Objective: Render the following material again verbatim, leaving nothing out.

══════════

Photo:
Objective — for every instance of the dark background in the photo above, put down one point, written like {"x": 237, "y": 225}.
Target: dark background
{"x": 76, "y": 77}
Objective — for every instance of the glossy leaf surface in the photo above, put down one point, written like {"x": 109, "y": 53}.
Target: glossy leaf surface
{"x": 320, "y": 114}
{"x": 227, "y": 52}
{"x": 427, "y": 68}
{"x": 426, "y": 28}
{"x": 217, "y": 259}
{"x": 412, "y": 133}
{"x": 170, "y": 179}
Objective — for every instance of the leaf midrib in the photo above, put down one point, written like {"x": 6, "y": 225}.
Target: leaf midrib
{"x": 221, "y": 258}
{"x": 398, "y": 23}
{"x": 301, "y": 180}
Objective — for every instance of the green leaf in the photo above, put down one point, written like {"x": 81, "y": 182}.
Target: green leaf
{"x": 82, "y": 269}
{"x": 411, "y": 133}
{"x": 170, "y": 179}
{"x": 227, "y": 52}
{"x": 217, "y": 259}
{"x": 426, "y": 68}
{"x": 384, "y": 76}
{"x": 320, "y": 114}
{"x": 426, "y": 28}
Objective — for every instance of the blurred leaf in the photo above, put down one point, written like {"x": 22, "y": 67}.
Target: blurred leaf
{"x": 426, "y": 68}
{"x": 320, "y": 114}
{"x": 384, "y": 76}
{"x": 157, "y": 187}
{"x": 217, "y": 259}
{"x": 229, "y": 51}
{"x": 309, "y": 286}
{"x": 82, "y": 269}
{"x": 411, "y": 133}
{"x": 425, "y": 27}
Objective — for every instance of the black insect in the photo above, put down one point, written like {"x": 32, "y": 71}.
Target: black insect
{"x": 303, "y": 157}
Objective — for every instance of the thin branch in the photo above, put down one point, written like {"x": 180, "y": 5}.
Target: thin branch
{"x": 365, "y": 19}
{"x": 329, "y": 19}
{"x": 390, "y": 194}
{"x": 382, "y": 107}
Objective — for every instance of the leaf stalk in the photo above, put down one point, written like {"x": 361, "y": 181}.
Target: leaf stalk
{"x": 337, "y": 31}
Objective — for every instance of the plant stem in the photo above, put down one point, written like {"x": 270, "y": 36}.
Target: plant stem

══════════

Expected answer:
Photo:
Objective — for every instance of the dark background in the photo above, put down one point, written like {"x": 237, "y": 225}.
Target: dark background
{"x": 76, "y": 77}
Objective — for every instance of the glossy leaf surface in the photo above, put down one point, written like {"x": 109, "y": 53}.
Target: glossy leaf surface
{"x": 320, "y": 114}
{"x": 227, "y": 52}
{"x": 427, "y": 68}
{"x": 426, "y": 28}
{"x": 217, "y": 259}
{"x": 412, "y": 133}
{"x": 170, "y": 179}
Objective — for every instance of the leaf midrib in the photo above, put down one point, written like {"x": 6, "y": 225}.
Target: leaf midrib
{"x": 221, "y": 258}
{"x": 398, "y": 23}
{"x": 301, "y": 180}
Objective — for every instance of the green leaf in the photo above, put down one point, written like {"x": 81, "y": 182}.
Target: green leaf
{"x": 82, "y": 269}
{"x": 411, "y": 133}
{"x": 170, "y": 179}
{"x": 227, "y": 52}
{"x": 217, "y": 259}
{"x": 426, "y": 68}
{"x": 384, "y": 76}
{"x": 320, "y": 114}
{"x": 426, "y": 28}
Objective — for every instance of the blurred leaf in the photo above, put down one point, written like {"x": 22, "y": 67}.
Target: blurred leaf
{"x": 426, "y": 68}
{"x": 320, "y": 114}
{"x": 384, "y": 76}
{"x": 157, "y": 187}
{"x": 217, "y": 259}
{"x": 229, "y": 51}
{"x": 309, "y": 286}
{"x": 82, "y": 269}
{"x": 411, "y": 133}
{"x": 425, "y": 27}
Objective — for every instance of the black insect in the photo above, put down one point, written like {"x": 32, "y": 71}.
Target: black insect
{"x": 303, "y": 157}
Objective — for every instance of the thin branch in the photo above, put down one point, written like {"x": 180, "y": 5}.
Target: thin branch
{"x": 365, "y": 19}
{"x": 329, "y": 19}
{"x": 390, "y": 194}
{"x": 382, "y": 107}
Objective — for every instance of the leaf stalk in the photo above, put down one point, written like {"x": 361, "y": 181}.
Target: leaf stalk
{"x": 337, "y": 31}
Objective — for every instance of the plant stem in the photo above, put down one point, written like {"x": 270, "y": 36}.
Target: plant stem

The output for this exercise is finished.